What the task asks: An exact, complete copy of the entries is what is needed.

Dataset:
--------------------------------------------------

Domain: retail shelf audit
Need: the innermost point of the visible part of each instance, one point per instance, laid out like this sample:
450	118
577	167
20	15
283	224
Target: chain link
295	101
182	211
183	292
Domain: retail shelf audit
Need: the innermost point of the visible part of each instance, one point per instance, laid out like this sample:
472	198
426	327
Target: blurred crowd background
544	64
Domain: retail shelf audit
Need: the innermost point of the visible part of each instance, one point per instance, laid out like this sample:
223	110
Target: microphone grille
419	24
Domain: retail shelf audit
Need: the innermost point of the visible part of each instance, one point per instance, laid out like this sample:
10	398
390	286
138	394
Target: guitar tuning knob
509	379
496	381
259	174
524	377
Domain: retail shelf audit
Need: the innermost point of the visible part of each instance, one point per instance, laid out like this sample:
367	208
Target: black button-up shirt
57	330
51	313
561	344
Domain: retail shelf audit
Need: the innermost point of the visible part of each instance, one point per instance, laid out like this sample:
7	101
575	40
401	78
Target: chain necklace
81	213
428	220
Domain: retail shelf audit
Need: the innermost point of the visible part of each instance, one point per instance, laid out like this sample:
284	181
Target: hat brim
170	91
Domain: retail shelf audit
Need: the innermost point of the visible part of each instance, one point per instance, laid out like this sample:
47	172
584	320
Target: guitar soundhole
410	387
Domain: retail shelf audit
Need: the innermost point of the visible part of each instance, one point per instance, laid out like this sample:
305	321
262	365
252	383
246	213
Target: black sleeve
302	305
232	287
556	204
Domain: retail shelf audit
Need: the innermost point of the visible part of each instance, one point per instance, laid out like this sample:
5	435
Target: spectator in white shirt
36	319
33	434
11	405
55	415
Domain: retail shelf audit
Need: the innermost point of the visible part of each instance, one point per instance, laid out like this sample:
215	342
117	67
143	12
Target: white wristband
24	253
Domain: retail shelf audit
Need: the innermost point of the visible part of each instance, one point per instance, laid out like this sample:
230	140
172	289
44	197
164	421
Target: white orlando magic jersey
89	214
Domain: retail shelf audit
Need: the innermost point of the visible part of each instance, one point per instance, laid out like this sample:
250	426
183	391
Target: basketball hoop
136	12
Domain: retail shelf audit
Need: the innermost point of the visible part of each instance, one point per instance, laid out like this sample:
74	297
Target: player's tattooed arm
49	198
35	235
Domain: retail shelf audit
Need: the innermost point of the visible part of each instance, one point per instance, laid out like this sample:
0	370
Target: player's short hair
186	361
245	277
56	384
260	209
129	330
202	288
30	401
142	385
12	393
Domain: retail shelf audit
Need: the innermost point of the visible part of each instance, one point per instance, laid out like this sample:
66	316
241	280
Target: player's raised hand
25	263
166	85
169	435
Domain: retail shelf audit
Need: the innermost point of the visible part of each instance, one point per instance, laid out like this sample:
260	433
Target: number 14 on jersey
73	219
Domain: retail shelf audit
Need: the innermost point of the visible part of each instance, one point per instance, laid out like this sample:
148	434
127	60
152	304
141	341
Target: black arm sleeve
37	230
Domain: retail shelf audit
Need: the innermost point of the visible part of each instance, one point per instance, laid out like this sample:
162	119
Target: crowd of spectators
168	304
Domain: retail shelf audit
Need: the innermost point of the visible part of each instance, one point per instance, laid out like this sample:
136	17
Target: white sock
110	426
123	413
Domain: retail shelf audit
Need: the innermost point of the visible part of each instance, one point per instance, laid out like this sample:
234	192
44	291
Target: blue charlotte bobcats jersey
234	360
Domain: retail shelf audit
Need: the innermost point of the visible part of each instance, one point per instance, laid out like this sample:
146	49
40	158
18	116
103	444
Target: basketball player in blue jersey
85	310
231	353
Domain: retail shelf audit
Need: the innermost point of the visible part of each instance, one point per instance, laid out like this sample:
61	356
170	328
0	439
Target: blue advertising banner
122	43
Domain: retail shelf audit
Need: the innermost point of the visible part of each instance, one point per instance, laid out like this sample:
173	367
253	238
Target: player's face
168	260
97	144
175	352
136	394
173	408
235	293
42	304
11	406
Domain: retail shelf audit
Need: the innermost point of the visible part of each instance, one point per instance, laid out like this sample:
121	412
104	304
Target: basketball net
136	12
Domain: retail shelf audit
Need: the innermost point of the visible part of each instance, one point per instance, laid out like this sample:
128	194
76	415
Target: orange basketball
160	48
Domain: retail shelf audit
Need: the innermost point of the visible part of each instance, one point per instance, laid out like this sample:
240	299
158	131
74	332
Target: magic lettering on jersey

--------------------------------------------------

Answer to the exercise:
Domain: retail shelf audit
Need: the innermost point of the visible part of each instance, one point per instance, laid out like this sample:
450	118
577	167
20	15
283	224
Target: chain link
295	101
182	211
183	292
Domain: retail shelf audit
Need: the innermost point of the visible part of each instance, one point per instance, laid out like this sample:
472	198
426	327
Target: blurred crowd background
544	64
Domain: retail shelf audit
Need: the innermost point of the visible part of each instance, one point per instance, laid out like this sample:
223	110
Target: microphone grille
419	24
Domain: retail shelf audit
Need: the innermost point of the visible part of each instance, one point per instance, laid out like this sample:
10	398
390	286
138	394
Target: guitar tuning knob
509	379
496	381
259	174
524	377
Domain: retail shelf audit
Need: the innermost point of the visible part of each instance, one point per instance, laid out like this sample:
367	208
Target: black button-up shirt
57	330
51	313
561	344
Domain: retail shelf audit
Need: the innermost point of the visible part of each instance, one point per instance, laid out like this sample:
7	101
575	40
401	78
Target: chain necklace
81	213
428	220
Domain: retail shelf audit
Need: the innermost point of the visible part of each instance, one point per instance, laid out like this sample:
284	181
Target: hat brim
170	91
Domain: retail shelf audit
Need: the innermost point of the visible part of each instance, one point per instance, laid out like this sample:
47	172
584	320
Target: guitar soundhole
410	387
Domain: retail shelf audit
Need: the innermost point of the visible part of each instance, one point per instance, laid out like this sample:
305	321
262	365
252	383
246	213
Target: black sleeve
302	305
232	287
556	204
Domain: retail shelf audit
Need: the innermost point of the visible part of each instance, one point per instance, laid out like this sample:
5	435
Target: spectator in white shirt
36	319
33	434
11	405
55	415
Domain: retail shelf audit
Need: the innermost point of the visible part of each instance, one point per instance, laid out like this sample:
215	342
117	67
143	12
Target: white wristband
24	253
Domain: retail shelf audit
Need: the innermost point of the visible part of each instance, one point per instance, laid out like this sample:
230	140
172	289
44	197
164	421
Target: white orlando magic jersey
89	214
Domain: retail shelf audit
Need: the innermost point of the visible part of each instance, one point per instance, laid out like this sample:
250	426
183	391
Target: basketball hoop
136	12
Domain: retail shelf audit
Need: the innermost point of the visible part of each instance, one point per instance, laid out like this sample:
74	297
Target: player's tattooed arm
49	198
35	235
Domain: retail shelf audit
Need: the innermost point of the visible part of each instance, one point per instance, laid out like this sample:
0	370
Target: player's short hair
186	361
245	277
56	384
260	209
129	330
202	288
30	401
142	385
12	393
Domain: retail shelf audit
Need: the innermost point of the visible part of each instance, one point per instance, laid out like this sample:
66	316
241	280
Target: player's raised hand
25	263
166	85
169	435
Domain: retail shelf audit
Need: the innermost point of the visible part of each instance, one point per instance, laid out like this sample:
260	433
Target: number 14 on jersey
73	219
Domain: retail shelf audit
Need: the innermost point of the visible part of each instance, one point per instance, laid out like this sample:
148	434
127	60
152	304
141	341
Target: black arm sleeve
37	230
Domain: retail shelf audit
Need: the innermost point of the visible part of each instance, one point per instance, laid out like this sample:
162	119
Target: crowd of spectators
168	304
Domain: retail shelf audit
Need: the innermost point of the visible part of each instance, one point per instance, laid out like this sample:
136	17
Target: white sock
110	426
123	413
Domain: retail shelf audit
Need: the innermost point of the visible part of each instance, one point per instance, laid out like this sample:
234	192
44	291
Target: blue charlotte bobcats jersey
234	360
Domain: retail shelf audit
Need: the innermost point of the visible part of each instance, one point per instance, laid out like this sample:
146	49
40	158
18	116
103	444
Target: basketball player in blue jersey
85	310
231	353
Domain: retail shelf audit
Need: the innermost point of the visible part of each instance, one point per instance, laid out like this sample:
61	356
170	328
0	439
Target: blue advertising banner
122	43
Domain: retail shelf audit
Need: the innermost point of the visible part of each instance, one point per instance, laid out like this sample:
173	367
253	238
Target: player's face
168	260
97	144
175	352
136	394
173	408
235	293
42	304
11	406
Domain: retail shelf audit
Need: the innermost point of the visible part of each instance, one point per instance, laid out like this sample:
121	412
104	304
Target: basketball net
136	12
Domain: retail shelf audit
Need: the innermost point of the visible part of each instance, one point per instance, laid out like this sample:
128	194
76	415
Target: orange basketball
160	48
Domain: retail shelf audit
Need: the innermost point of the visible part of each instance, one point per instance, laid out like this sample:
240	299
158	131
74	332
Target: magic lettering on jersey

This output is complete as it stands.